Task directions>
Reproduce the entries below in full, word for word.

Extracted data entries
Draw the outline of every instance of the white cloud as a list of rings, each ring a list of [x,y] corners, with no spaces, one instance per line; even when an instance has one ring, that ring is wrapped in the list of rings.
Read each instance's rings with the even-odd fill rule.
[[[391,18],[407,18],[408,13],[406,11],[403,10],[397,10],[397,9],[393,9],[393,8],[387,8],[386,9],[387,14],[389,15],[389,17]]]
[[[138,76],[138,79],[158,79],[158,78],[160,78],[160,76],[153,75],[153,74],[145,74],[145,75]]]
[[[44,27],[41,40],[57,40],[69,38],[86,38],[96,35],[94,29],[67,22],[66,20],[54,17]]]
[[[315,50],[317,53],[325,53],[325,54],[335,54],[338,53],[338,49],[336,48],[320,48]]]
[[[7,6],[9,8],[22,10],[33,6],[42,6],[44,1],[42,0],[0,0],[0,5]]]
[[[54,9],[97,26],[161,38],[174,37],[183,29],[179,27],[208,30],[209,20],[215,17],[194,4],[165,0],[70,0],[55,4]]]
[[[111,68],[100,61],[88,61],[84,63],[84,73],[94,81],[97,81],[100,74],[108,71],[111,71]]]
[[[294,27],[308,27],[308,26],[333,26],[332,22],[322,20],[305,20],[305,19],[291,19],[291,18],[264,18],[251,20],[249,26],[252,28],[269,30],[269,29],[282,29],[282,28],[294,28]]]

Written solution>
Draw the outline of every instance of the white cloud as a list of rings, each ring a list of [x,y] corners, with no spaces, one instance per line; even when an instance has one ring, that ring is wrapped in the list of rings.
Read each instance's rings with the even-odd fill rule.
[[[391,18],[407,18],[408,13],[406,11],[403,10],[397,10],[397,9],[393,9],[393,8],[387,8],[386,9],[387,14],[389,15],[389,17]]]
[[[138,76],[138,79],[158,79],[158,78],[160,78],[160,76],[153,75],[153,74],[145,74],[145,75]]]
[[[44,27],[41,40],[57,40],[69,38],[86,38],[96,35],[94,29],[67,22],[66,20],[54,17]]]
[[[315,50],[317,53],[325,53],[325,54],[335,54],[338,53],[338,49],[336,48],[320,48]]]
[[[7,6],[9,8],[22,10],[33,6],[42,6],[44,1],[42,0],[0,0],[0,5]]]
[[[54,9],[97,26],[161,38],[174,37],[183,29],[179,27],[208,30],[209,20],[215,17],[194,4],[165,0],[70,0],[55,4]]]
[[[111,68],[100,61],[88,61],[84,63],[84,73],[94,81],[97,81],[100,74],[108,71],[111,71]]]
[[[294,27],[308,27],[308,26],[333,26],[332,22],[322,20],[305,20],[305,19],[291,19],[291,18],[264,18],[251,20],[249,26],[252,28],[269,30],[269,29],[282,29],[282,28],[294,28]]]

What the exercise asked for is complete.